- _Direction_: Copy every line of the entries below word for word, with no changes.

- _The records_:
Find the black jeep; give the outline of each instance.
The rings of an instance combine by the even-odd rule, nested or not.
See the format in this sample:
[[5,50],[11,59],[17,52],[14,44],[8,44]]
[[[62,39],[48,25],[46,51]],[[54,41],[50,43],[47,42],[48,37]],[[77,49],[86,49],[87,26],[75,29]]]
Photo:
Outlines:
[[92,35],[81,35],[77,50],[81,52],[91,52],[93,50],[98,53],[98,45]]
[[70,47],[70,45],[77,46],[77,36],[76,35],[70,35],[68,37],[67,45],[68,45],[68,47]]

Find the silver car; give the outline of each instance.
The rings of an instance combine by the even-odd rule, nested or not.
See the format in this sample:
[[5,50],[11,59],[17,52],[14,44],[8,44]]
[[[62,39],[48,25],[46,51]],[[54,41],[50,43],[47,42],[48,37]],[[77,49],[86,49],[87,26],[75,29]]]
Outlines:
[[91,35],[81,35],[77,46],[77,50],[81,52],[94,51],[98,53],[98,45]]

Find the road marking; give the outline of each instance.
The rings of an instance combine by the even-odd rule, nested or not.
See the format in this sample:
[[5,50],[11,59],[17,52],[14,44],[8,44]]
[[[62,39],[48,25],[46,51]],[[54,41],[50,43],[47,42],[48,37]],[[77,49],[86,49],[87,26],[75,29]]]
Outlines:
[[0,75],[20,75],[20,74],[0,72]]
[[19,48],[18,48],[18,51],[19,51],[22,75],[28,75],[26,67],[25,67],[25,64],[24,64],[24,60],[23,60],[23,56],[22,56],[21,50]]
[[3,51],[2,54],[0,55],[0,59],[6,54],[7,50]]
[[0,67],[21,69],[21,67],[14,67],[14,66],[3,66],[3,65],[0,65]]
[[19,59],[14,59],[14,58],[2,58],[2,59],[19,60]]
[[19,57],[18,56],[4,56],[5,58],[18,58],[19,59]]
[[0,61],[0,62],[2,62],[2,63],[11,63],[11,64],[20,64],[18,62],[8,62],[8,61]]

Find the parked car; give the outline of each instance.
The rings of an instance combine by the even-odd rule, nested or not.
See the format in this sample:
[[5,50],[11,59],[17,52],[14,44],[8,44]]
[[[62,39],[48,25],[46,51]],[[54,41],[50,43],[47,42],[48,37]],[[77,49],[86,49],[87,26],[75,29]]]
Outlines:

- _Answer to the exercise_:
Find the black jeep; give the outline of each instance.
The rings of an instance combine by the even-odd rule, nested or not.
See the format in this sample:
[[5,50],[11,59],[17,52],[14,44],[8,44]]
[[[62,39],[48,25],[46,51]],[[54,41],[50,43],[47,42],[48,37]],[[77,49],[86,49],[87,26],[75,29]]]
Photo:
Outlines:
[[92,35],[81,35],[77,50],[81,52],[91,52],[93,50],[98,53],[98,45]]
[[70,47],[70,45],[77,46],[77,36],[76,35],[70,35],[68,37],[67,45],[68,45],[68,47]]

Find the silver car; give the outline of each instance.
The rings of an instance combine by the even-odd rule, nested or not.
See the format in this sample:
[[5,50],[11,59],[17,52],[14,44],[8,44]]
[[[62,39],[48,25],[46,51]],[[54,41],[50,43],[47,42],[48,37]],[[77,49],[86,49],[87,26],[75,29]]]
Outlines:
[[91,35],[81,35],[77,46],[77,50],[81,52],[94,51],[98,53],[98,45]]

Find the road marking; give the outline of each instance.
The rings of an instance combine by the even-odd rule, nested or not.
See the format in this sample:
[[5,50],[11,59],[17,52],[14,44],[8,44]]
[[[62,39],[48,25],[46,51]],[[54,41],[50,43],[47,42],[48,37]],[[77,49],[86,49],[87,26],[75,29]]]
Outlines:
[[0,75],[20,75],[20,74],[0,72]]
[[19,48],[18,48],[18,51],[19,51],[22,75],[28,75],[26,67],[25,67],[25,64],[24,64],[24,60],[23,60],[23,56],[22,56],[21,50]]
[[3,51],[2,54],[0,55],[0,59],[6,54],[7,50]]
[[0,67],[21,69],[21,67],[14,67],[14,66],[3,66],[3,65],[0,65]]
[[19,59],[14,59],[14,58],[2,58],[2,59],[19,60]]
[[19,57],[18,56],[4,56],[5,58],[18,58],[19,59]]
[[0,61],[0,62],[2,62],[2,63],[11,63],[11,64],[20,64],[18,62],[8,62],[8,61]]

Find the parked car; give the outline of each instance.
The rings of an instance combine by the even-odd rule, nested or not.
See the format in this sample:
[[5,50],[11,59],[17,52],[14,44],[8,44]]
[[[62,39],[48,25],[46,51]],[[54,41],[50,43],[47,42],[48,37]],[[77,49],[86,49],[87,26],[75,29]]]
Outlines:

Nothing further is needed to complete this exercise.